**Records from a dataset:**
====

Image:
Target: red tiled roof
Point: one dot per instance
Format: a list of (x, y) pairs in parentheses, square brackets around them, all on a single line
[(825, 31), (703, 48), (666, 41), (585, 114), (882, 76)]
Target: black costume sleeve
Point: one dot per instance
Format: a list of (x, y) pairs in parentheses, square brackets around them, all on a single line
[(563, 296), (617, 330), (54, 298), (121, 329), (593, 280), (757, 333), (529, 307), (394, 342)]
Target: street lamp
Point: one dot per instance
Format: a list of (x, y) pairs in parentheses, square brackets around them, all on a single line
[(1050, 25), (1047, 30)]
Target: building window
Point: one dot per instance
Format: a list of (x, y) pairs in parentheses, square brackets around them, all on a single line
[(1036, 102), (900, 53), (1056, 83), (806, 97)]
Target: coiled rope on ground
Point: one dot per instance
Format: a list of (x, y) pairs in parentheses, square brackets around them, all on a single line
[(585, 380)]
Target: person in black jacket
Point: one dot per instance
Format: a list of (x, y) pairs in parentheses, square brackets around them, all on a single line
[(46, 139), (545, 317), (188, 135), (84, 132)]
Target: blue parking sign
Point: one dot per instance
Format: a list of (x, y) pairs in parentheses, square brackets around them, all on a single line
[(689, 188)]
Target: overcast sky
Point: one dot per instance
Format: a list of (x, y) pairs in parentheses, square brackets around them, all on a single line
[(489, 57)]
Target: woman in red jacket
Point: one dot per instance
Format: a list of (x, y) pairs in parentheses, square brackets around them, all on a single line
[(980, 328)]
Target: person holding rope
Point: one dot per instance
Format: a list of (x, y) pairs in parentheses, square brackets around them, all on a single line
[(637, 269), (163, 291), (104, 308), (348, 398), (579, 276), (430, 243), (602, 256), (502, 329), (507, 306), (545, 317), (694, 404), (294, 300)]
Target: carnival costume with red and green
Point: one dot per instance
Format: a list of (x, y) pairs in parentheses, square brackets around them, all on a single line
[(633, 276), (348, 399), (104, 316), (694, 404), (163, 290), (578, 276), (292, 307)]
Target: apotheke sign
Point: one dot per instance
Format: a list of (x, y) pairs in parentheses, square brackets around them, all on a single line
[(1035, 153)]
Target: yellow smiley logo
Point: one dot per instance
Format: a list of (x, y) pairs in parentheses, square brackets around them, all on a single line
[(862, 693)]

====

**Work item:** Return all the lines above exactly as given.

**Response box:**
Image:
Target: red tiled roof
Point: one dot per instance
Format: a list of (x, y) pairs in parentheses, square brackets around them, all on a single line
[(825, 31), (703, 48), (666, 41), (585, 114), (882, 76)]
Target: black costume sleeve
Point: one dot per instance
Format: a list of (x, y) pairs in parentheses, square brackets around them, all on a single line
[(563, 296), (617, 330), (54, 298), (121, 329), (593, 280), (757, 333), (529, 307), (394, 342)]
Target: street lamp
Point: one dot per instance
Format: a list of (x, y) pairs in parentheses, square brackets around them, all on a single line
[(1050, 25), (1047, 30)]
Target: building window
Point: one dot per instance
Format: a list of (x, y) pairs in parentheses, square brackets around them, all on a single line
[(1036, 102), (900, 53), (1056, 83), (806, 97)]
Target: coiled rope on ground
Point: one dot per instance
Format: a list of (x, y) pairs in parentheses, square brackets around them, all on a single line
[(585, 380)]
Target: person in black jacket
Point: one dot per instance
Format: a list of (x, y) pairs in parentheses, square brackets around them, all on a single line
[(46, 139), (545, 317), (188, 135), (84, 132)]
Target: blue parking sign
Point: one dot per instance
Format: a list of (x, y) pairs in parentheses, square brackets around them, all on a single line
[(689, 188)]
Target: overcast sky
Point: one dot per instance
Format: a list of (x, y) pairs in parentheses, square brackets around them, all on a single line
[(489, 57)]
Target: woman in red jacket
Point: one dot per instance
Format: a list of (x, y) pairs in parentheses, square brackets around them, all on a single line
[(980, 328)]
Target: person holding rope
Point: one dot per instance
Format: a list of (x, y) pairs in parentheses, square brackets around them, all on a single line
[(637, 269), (163, 291), (104, 308), (348, 398), (579, 276), (430, 243), (602, 256), (502, 329), (507, 306), (545, 317), (694, 404), (294, 300)]
Target: carnival costume with red and green
Point: one dot per instance
Format: a list of (x, y) pairs in parentheses, square brackets around them, all on a single line
[(633, 276), (348, 399), (104, 316), (694, 404), (163, 290), (578, 276), (292, 307)]
Target: apotheke sign
Point: one dot per instance
Format: a list of (x, y) pairs in parentheses, square brackets around them, all on a single line
[(1035, 153)]
Target: yellow smiley logo
Point: one dot per instance
Format: a list of (x, y) pairs in parentheses, square brackets around them, all on a single line
[(862, 693)]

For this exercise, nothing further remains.